Free of Worldly Possessions

I was horrified when we watched a YouTube video during the pandemic on how to make a facemask.  The individual cut and destroyed a tee-shirt.  Other than books, my one material attachment is to tee-shirts.  Chicago Blackhawks championship shirts, a Saint Juliana Men's Club Golf Outing shirt, a Mark Grace Chicago Cubs shirt (he's the real 17), a Grateful Dead tie-dyed shirt, an Archdiocese of Chicago shirt, and so on.  I don't collect knickknacks and I really don't take pictures. The tee-shirt under my Roman Collar that I wear every day is the one way to "express myself," so the prospect of destroying one is abhorrent to me.  Cutting up an old pillow-case would have been more sensitive.

I am being somewhat facetious here, of course, but the idea of clothes and attachments (or, rather, detachment) makes one think of Saint Francis.  The beggar of Assisi famously stripped naked in the town square, returning his clothes to his father as a sign of his commitment to poverty.  Free of all worldly possessions he was able to be God's "instrument of peace." 

You will not find a Packers shirt in my drawer, nor an Eagles (both team and band) shirt.  I am not, like Francis and, in the words of Saint Paul, "all things to all." When we are free of objects and material attachments, and are pure conduits to God, we reflect his universality and best dispense his grace.

I do, however, wear a cross on a chain around my neck.  I received it when I was a child and have worn it since.  Interestingly enough, it is the San Damiano Cross and has the Prayer of Saint Francis on the back of it.  Perhaps I should look more to that cross than to my shirt to find my identity.

### SET OF TASKS
(1) Please say whether each statement below agrees with the essay, answering yes or no and quoting the words that decide it.
(a) The author often takes pictures.
(b) Saint Francis returned his clothes to his father.
(c) The author received the cross on a chain as an adult.
(2) Return the passage of the essay from "I do, however, wear" up to and including "find my identity.".
(3) Answer these questions from the essay.
(a) Which Chicago Cubs player's shirt does the author mention?
(b) What is on the back of the author's cross?
(c) What does the author wear every day over the tee-shirt?
The lines that come next have nothing to do with the essay.

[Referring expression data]

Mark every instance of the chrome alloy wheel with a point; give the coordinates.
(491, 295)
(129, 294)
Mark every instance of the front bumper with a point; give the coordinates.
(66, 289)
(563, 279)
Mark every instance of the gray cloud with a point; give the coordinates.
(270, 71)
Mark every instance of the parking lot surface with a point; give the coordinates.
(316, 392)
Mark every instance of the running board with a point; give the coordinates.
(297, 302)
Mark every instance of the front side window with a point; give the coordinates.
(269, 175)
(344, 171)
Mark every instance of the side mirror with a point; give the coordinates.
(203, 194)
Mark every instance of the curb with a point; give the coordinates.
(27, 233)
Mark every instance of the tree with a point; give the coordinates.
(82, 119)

### ACTIVITY ANSWERS
(1)
(a) No: "I don't collect knickknacks and I really don't take pictures."
(b) Yes: "returning his clothes to his father as a sign of his commitment to poverty"
(c) No: "I received it when I was a child and have worn it since."

(2)
I do, however, wear a cross on a chain around my neck.  I received it when I was a child and have worn it since.  Interestingly enough, it is the San Damiano Cross and has the Prayer of Saint Francis on the back of it.  Perhaps I should look more to that cross than to my shirt to find my identity.

(3)
(a) Mark Grace
(b) The Prayer of Saint Francis
(c) A Roman Collar